# DATA SUPPLIED
━━━

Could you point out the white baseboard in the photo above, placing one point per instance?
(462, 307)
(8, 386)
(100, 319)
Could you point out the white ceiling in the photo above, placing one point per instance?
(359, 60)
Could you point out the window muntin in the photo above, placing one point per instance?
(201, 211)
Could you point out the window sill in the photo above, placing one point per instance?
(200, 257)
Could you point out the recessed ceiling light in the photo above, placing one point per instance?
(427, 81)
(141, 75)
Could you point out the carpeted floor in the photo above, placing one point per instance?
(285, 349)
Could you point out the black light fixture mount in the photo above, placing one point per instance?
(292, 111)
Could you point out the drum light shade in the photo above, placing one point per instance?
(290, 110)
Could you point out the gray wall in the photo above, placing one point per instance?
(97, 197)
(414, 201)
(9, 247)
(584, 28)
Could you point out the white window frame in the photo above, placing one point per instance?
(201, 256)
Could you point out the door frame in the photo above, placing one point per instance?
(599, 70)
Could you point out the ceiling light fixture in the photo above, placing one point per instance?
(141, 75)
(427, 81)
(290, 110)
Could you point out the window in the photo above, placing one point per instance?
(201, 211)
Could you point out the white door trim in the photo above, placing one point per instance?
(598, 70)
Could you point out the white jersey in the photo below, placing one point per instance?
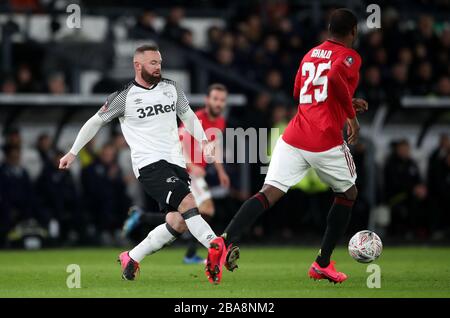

━━━

# TASK TO COMPLETE
Convert the lines above into a Markdown table with the columns Row and Line, giving each nonblank line its own numbered row. Leave the pictures out of the table.

# EXERCISE RESULT
| Row | Line |
|---|---|
| 1 | Could you point out the white baseboard in the photo above, placing one point per instance? |
| 2 | (462, 307) |
| 3 | (8, 386) |
| 4 | (100, 319) |
| 5 | Could you point out the white ceiling in the photo above, placing one point per instance? |
| 6 | (359, 60) |
| 7 | Could you point out the window muntin in the photo above, placing one point per instance? |
| 8 | (201, 211) |
| 9 | Could you point out the window sill in the photo above, placing one point per instance? |
| 10 | (200, 257) |
| 11 | Could you point out the recessed ceiling light in the photo above, placing one point per instance? |
| 12 | (427, 81) |
| 13 | (141, 75) |
| 14 | Could you point out the carpeted floor in the photo above, placing one point per instance? |
| 15 | (285, 349) |
| 16 | Could you point out the black light fixture mount in the photo above, placing one point per instance? |
| 17 | (292, 111) |
| 18 | Could you point out the drum light shade in the photo above, placing one point per instance? |
| 19 | (290, 110) |
| 20 | Could you point out the gray wall in the photo above, placing one point per instance? |
| 21 | (97, 197) |
| 22 | (414, 201) |
| 23 | (9, 247) |
| 24 | (584, 28) |
| 25 | Could you point out the white window frame in the photo above, placing one point per instance? |
| 26 | (201, 256) |
| 27 | Could you point out the door frame in the photo above, placing one point per instance? |
| 28 | (599, 70) |
| 29 | Could you point out the ceiling light fixture in the photo above, placing one point per instance? |
| 30 | (141, 75) |
| 31 | (427, 81) |
| 32 | (290, 110) |
| 33 | Could you point out the window in the photo above, placing one point per instance? |
| 34 | (201, 211) |
| 35 | Could you point out the white door trim in the photo above, placing one point per instance? |
| 36 | (598, 70) |
| 37 | Could you point out the white jersey in the photo below, placing one point per instance? |